PROVIDED TEXT
----------

I love to study the work of artists that I feel are better than me (and there is a whole world of them out there, I could be up til midnight for a whole year)...I learn so much.
I think all of us whole truly take our craft seriously and enjoy it, want to continue to learn and strive to get better and better.
Then there are those few rare artists who don't offer critique but offer help (yes, Shelli..I am talking about you).
For a long time, I felt like my work was missing a certain something and could never put my finger on it...then Shel, generously offered her technique for eyelids to all of us.
I tried it and I think that was just the zing I needed...what I was looking for but didn't actually know it. It gave me the ability to incorporate the personalities I wanted for my bears and friends. I see eyelids on so many artists work now and each one is so very different.
I think it would be a lot of fun to ship one of my bears to each and everyone of you ladies and ask for your honest opinion/ critique.
Sue Ann, you little 'whimp'...you would probably be one of the first ones, I would send it to .
But seriously, wouldn't you love to hear what Michelle Lamb, (I don't know this ladies name, but have heard some of you speak of her work...Pergala, Pergalli?) and other artist you admire, would say about your bears and offer advice as to how you could improve? I think that would be so much fun and would be thrilled to have the critique...I would be at the front line!
I bet by the time my little bear got back to me, I would have the corner on the market for THE PERFECT BEAR !! :dance:
While it is easy to crtique the construction, the durability, the quality of materials, is it possible to critique the artistry?
I'm only quoting you, Dilu because you got it all in one sentance perfectly!
I think Hayley was referring to the 'workmanship' meaning 'construction' of her bears. NOT artistry.

----------

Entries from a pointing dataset
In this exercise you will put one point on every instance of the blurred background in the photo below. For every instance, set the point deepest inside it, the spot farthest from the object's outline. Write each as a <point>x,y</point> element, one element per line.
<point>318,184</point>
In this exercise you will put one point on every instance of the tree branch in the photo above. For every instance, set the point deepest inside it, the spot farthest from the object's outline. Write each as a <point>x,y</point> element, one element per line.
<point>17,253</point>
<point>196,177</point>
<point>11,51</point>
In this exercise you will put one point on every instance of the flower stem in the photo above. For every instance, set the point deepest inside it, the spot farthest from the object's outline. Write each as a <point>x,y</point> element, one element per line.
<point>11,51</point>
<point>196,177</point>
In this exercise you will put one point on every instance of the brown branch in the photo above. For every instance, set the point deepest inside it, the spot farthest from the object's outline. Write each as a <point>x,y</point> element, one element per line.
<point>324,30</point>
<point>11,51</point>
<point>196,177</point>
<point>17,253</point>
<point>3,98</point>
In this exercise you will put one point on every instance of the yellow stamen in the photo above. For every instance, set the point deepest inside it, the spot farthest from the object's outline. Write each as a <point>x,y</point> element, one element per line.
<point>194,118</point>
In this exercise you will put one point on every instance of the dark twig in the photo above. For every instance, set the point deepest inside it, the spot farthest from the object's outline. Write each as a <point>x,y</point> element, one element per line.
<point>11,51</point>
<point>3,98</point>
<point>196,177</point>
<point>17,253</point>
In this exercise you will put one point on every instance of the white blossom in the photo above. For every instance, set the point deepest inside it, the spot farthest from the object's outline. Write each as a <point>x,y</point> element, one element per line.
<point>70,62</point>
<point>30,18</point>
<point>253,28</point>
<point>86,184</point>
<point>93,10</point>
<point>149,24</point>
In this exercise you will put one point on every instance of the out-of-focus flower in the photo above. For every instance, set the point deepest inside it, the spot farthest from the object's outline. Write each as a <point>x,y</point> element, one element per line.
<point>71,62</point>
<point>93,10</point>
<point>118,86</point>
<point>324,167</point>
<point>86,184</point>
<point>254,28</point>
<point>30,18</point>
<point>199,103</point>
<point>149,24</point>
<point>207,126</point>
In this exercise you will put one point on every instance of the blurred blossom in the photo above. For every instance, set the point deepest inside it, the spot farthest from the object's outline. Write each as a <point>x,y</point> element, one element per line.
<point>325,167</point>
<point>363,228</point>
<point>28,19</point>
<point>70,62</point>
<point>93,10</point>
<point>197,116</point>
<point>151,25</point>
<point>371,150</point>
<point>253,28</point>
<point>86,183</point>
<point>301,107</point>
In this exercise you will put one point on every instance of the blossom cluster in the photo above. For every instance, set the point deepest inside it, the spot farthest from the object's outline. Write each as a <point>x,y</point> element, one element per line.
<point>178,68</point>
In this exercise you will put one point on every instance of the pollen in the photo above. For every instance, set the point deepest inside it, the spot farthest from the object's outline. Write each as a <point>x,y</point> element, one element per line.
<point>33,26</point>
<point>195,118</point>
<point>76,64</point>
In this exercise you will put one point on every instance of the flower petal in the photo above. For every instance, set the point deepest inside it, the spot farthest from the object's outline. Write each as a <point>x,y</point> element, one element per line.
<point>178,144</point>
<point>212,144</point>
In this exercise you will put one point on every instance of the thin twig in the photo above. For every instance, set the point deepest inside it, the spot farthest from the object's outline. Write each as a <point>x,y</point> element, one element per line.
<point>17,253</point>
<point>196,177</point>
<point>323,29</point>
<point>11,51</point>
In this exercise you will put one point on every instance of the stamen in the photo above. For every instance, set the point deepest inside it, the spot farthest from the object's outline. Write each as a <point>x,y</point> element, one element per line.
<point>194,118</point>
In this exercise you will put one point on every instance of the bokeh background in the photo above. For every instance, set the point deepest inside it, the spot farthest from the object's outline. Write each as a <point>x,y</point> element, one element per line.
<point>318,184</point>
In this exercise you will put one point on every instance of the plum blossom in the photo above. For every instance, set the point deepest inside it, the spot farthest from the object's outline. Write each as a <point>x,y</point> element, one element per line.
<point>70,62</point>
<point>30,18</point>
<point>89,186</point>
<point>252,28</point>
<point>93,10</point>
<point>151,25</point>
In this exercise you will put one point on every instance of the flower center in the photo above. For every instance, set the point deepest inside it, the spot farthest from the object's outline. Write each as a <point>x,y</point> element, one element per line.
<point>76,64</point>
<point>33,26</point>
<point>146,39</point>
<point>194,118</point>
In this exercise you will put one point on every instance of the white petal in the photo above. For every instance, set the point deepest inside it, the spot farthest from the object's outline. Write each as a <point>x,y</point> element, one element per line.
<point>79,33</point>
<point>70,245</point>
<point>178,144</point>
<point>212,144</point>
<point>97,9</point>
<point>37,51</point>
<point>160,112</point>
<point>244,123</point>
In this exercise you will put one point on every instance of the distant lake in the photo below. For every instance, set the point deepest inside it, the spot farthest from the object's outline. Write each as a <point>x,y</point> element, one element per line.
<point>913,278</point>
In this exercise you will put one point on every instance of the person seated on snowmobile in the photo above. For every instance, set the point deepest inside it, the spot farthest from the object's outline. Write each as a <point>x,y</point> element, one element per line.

----------

REQUIREMENTS
Resume the forum post about critiquing the work of teddy bear artists, starting right after its last sentence. Nothing in the listing is needed here.

EXERCISE OUTPUT
That is exactly why this can not be done by picture alone. And why Teddy Bear contests like TOBY etc. are judging originality, overall aesthetic appeal; excellence in concept, design, and execution. They don't have the bear in front of them. Is a photo enough to judge a bear? Sure. Tons of eBayers do that every day and not just with bears. Are they all happy with what they got when the item arrives? We'll never know. And unless they are really, really completely unhappy are they going to tell the seller for fear of insulting their work if it's art they bid on?
However, there are indeed some areas of workmanship that can be praised, critiqued, improved upon etc. And some artists want or need that direction. These areas aren't going to effect the LOOK of the bear so much as providing the artist with guidelines to constructing a bear that will last generations. A review as Hayley has talked about might help the artist learn easier ways to construct certain parts of their bear or more secure ways to sew ears on and got those edges tucked in. I have seen bears for sale where the fur wasn't removed from the seams and with fluffy fur and those seams all bunchy I can't imagine it was part of the LOOK but the artist either over-looked or didn't know to remove the fur. It's attention to details like this that can separate the 'professional' aritst from the hobbyists or simply beginners.
If one wants to be all they can be as an artist I think that seeking the input, constructive criticism and suggestions from other artists can be invaluable!
Critiquing or 'reviewing' (a term I prefer) one's bear should be an educational experience for the artist. Not a session of criticism and attack.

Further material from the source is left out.